- _Texte fourni_
En ce vendredi de juillet 2015, il ne restait que 10 peits jours pour ne pas être hors délai. Des semaines que mon corps se transformait, des semaines que je subissais la fatigue, quelques nausées. En ce vendredi de juillet, j'étais enceine d'un coeur que j'avais arrêté alors que je voulais l'aimer.

 

2023, je me demande souvent à quoi tu ressemblerais, je hurle, j'ai mal à en crever de t'avoir fait disparaître et je m'interroge sur les raisons qui me rendent aujourd'hui aussi détestable cette idée et je me rends compte que je ne pourrai jamais faire ce deuil et surtout que je ne pourrai pas en parler parce que mon cas n'est pas la norme, parce que mon cas risquerait de soutenir ceux que j'excècre, ceux qui se disent pro-vie alors qu'ils ne sont pour la vie de personne, ceux qui pensent qu'une femme n'a pas le droit de décider . Jamais je n'accepterai que ma situation soit un exemple pour retrouner en arrière. Jamais.

Si aujourd'hui j'écris ces lignes c'est pour comprendre, pour tenter de dégonfler ce mal qui me ronge, cette douleur qui me transperce. Mais, quiconque utiliserait cette histoire pour revendiquer l'abolition de ce droit ferait preuve d'une bêtise sans nom, ne comprendrait pas que le problème n'est pas ce que j'ai fait, le problème est pourquoi je l'ai fait.

Ma douleur n'est pas culpabilité. Ca je le laisse aux autres, à ceux qui pensent qu'on commet une faute. Morale judéo-chrétienne peut -être qui tue plus qu'elle ne soutient.

Ma douleur n'est pas la faute d'un corps médical, d'un personnel inexpérimenté ou maladroit voire maltraitant. Non, les personnes que j'ai rencontrées ont été d'une expertise sans reproche possible. Les procédures ont été facilitées, les rendez vous se sont déroulés sans animosité.

- _Tâches à réaliser_
**a.** Citez le témoignage depuis « Ma douleur n'est pas culpabilité. » jusqu'à « qu'elle ne soutient. » inclus.
**b.** D'après le témoignage, pourquoi la personne qui écrit estime-t-elle ne pas pouvoir parler de ce deuil ? Répondez en une à trois phrases.
**c.** Poursuivez, s'il vous plaît, le témoignage sur cette grossesse interrompue à partir de sa dernière phrase.

- _Données à examiner_
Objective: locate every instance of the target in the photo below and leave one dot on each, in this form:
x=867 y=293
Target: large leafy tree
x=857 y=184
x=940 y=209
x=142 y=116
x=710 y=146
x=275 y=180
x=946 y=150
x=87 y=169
...
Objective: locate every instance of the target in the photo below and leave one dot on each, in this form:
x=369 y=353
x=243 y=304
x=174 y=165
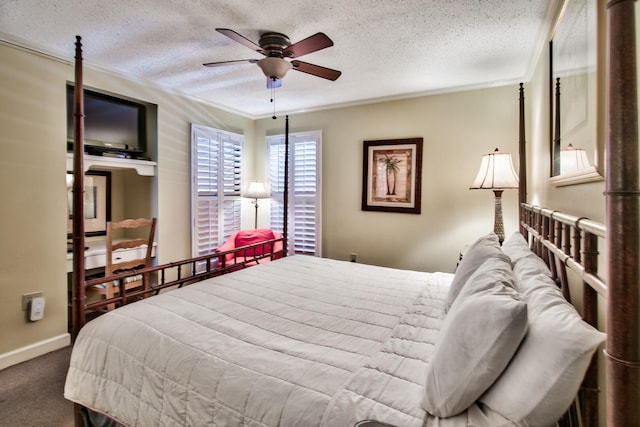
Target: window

- _Réponses par tâche_
**a.**
Ma douleur n'est pas culpabilité. Ca je le laisse aux autres, à ceux qui pensent qu'on commet une faute. Morale judéo-chrétienne peut -être qui tue plus qu'elle ne soutient.

**b.** Son cas n'est pas la norme. Il risquerait aussi de soutenir ceux qu'elle exècre, ceux qui se disent pro-vie et qui pensent qu'une femme n'a pas le droit de décider.

**c.**
Ma douleur n'est que celle de celle qui n'a pas su en parler, qui n'a pas su s'opposer, qui n'a pas su appeler au secours quand il le fallait. Ma douleur est de ma responsabilité.

Aujourd'hui, il n'existe plus de délai entre le moment de la demande et la date de l'IVG. Les arguments avancés pour ôter ce délai me semblent pertinents: imposer un délai serait reconnaître que c'est un acte important, imposer un délai serait indiqué qu'une autre décision est possible, imposer un délai c'est sacraliser un acte purement médicalisé. Et en ce qui me concerne, ça n'aurait rien changé puisque mes écrits n'ont pas été considérés. Peut-être si j'avais eu la possibilité de rencontrer un psychologue spécialisé, j'aurais su dire mon refus mais rien ne permet de l'assurer.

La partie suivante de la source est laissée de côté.